▸ WHAT THE EXERCISE ASKS: Transcribe each record below word for word.

--- START ---

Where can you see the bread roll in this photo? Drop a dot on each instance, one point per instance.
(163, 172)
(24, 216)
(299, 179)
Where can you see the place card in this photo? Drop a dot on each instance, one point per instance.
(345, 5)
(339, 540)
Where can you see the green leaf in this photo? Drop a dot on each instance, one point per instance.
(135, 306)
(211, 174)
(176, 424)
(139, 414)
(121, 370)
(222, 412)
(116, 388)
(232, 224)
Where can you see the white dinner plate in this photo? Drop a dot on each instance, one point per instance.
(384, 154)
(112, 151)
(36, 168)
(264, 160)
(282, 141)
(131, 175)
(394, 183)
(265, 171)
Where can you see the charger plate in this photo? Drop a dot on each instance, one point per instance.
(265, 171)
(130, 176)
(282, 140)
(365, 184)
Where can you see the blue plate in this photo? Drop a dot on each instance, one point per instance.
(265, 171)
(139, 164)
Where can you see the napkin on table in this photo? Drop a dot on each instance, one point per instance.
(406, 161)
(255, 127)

--- END ---

▸ RESULT OF THE EXERCISE:
Where can you see the bread roll in this photo? Drop a dot on each instance, one point per instance.
(163, 172)
(24, 216)
(299, 179)
Where can you see the place card in this photo? Drop a dot on each instance, one point per instance.
(345, 5)
(339, 540)
Where can you see the green leaf in this photo? Drop a dot on each instance, one point per instance.
(135, 306)
(211, 174)
(176, 424)
(139, 414)
(121, 370)
(222, 412)
(116, 388)
(232, 224)
Where can you see the white dinner plate in this photo? Drop a dot on each instance, one point per instance.
(384, 154)
(112, 151)
(36, 168)
(264, 160)
(282, 141)
(131, 175)
(394, 183)
(265, 171)
Where can you see the charger plate in this photo? Drop a dot on each instance, one point per instance.
(265, 171)
(130, 176)
(282, 140)
(365, 184)
Where can you see the blue plate in this photo? Drop a dot on each instance, one point per instance.
(265, 171)
(139, 164)
Where can you see the napkin on table in this photo? Drop a dot on each instance, one point per instance.
(406, 161)
(255, 127)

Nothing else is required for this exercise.